═══ TEXTO DE ORIGEN
Se llamaba Alma aquella niña que los venció jugando fútbol. Él tenía 7 años y sus amigos más o menos la misma edad, a la que algunos adultos denominan “la edad de la peseta”. No recuerda si era un sábado o un domingo, pero sí tiene bien claro que fue la primera vez que corrió detrás de una pelota en el Martí. Ese día se le quedó grabado en la mente. No por las gradas en forma de concha, ni por el césped perfecto, ni siquiera por la cercanía del mar. Lo que se le quedó prendido en la memoria fueron los tres goles de aquella niña.
Después de ese día volvería cada fin de semana con su padre. Allí hizo amigos que venían de todas partes para jugar fútbol. Algunos llegaban de Playa y otros venían del otro lado del túnel. A veces eran los padres los que jugaban fútbol y los niños aprovechaban para explorar todo el parque. Se iban hasta las piscinas y hacían apuestas de camino para intentar adivinar si tendrían agua. Se metían en los tabloncillos bajo techo y miraban el entrenamiento de los voleibolistas. Corrían hasta lo último de las gradas y bajaban a toda velocidad; el último era la peste.
══════
═══ ENTRADAS EXTRAÍDAS
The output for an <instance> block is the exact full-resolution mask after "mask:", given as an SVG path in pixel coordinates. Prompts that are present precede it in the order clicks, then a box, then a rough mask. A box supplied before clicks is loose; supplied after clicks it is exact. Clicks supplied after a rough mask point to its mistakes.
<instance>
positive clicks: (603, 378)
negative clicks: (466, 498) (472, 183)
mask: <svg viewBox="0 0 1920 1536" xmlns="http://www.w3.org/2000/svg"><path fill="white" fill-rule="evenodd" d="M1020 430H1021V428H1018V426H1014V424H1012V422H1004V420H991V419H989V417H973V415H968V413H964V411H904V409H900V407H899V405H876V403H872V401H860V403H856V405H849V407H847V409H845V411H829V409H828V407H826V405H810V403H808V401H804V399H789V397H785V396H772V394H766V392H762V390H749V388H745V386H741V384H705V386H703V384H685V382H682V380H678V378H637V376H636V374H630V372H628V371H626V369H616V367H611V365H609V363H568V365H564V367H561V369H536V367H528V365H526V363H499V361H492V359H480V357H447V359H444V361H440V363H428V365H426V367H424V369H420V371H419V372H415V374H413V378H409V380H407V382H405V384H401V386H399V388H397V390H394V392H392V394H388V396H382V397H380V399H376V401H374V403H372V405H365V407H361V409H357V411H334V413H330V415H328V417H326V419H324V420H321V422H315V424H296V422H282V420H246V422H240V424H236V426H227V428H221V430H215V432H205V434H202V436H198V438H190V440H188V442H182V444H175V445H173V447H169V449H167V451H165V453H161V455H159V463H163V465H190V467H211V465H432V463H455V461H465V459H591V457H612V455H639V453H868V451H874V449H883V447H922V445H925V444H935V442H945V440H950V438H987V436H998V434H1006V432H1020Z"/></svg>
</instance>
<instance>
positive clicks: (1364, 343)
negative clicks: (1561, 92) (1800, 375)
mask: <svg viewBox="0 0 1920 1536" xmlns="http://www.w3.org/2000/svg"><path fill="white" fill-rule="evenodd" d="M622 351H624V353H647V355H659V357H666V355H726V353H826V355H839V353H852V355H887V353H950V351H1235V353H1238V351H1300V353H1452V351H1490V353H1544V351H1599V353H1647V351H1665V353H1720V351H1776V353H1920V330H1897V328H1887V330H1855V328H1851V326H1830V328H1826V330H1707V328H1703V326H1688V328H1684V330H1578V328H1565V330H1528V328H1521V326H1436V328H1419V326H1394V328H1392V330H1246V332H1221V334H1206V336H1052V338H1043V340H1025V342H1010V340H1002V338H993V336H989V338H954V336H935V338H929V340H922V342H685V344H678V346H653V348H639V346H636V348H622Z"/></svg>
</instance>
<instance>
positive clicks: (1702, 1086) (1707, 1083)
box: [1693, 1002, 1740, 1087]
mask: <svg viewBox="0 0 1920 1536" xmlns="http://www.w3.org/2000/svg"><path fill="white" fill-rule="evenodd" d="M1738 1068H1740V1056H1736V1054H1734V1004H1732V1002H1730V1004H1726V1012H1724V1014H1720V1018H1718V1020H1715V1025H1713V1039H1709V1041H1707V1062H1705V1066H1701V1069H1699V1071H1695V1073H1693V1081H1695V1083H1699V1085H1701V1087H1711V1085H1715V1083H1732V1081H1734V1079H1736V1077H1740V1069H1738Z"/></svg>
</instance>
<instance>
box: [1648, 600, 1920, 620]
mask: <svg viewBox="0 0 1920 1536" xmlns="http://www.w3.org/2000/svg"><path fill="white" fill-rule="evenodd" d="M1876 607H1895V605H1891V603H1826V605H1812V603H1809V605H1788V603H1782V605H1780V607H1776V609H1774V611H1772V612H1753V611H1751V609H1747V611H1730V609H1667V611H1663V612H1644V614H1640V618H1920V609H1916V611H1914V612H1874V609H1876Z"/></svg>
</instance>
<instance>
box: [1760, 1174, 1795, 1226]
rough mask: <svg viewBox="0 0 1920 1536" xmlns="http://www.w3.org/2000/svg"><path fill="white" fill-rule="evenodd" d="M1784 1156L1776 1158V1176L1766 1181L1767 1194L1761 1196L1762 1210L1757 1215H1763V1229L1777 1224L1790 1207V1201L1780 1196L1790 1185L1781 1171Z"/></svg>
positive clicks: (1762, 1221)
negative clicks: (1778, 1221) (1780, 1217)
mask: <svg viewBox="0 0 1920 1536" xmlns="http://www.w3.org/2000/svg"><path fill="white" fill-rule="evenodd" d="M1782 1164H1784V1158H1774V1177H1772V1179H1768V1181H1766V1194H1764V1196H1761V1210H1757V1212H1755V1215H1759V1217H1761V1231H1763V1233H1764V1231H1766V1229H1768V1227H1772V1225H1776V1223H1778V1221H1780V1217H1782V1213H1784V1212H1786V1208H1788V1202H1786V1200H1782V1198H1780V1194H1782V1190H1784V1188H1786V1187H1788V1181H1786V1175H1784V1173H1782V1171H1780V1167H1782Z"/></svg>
══════
--- OBJETIVO DEL EJERCICIO ---
Por favor, reproduce sin cambios el tramo del relato sobre el Martí que va desde "Después de ese" hasta "era la peste.".

--- RESPUESTA ESCRITA ---
Después de ese día volvería cada fin de semana con su padre. Allí hizo amigos que venían de todas partes para jugar fútbol. Algunos llegaban de Playa y otros venían del otro lado del túnel. A veces eran los padres los que jugaban fútbol y los niños aprovechaban para explorar todo el parque. Se iban hasta las piscinas y hacían apuestas de camino para intentar adivinar si tendrían agua. Se metían en los tabloncillos bajo techo y miraban el entrenamiento de los voleibolistas. Corrían hasta lo último de las gradas y bajaban a toda velocidad; el último era la peste.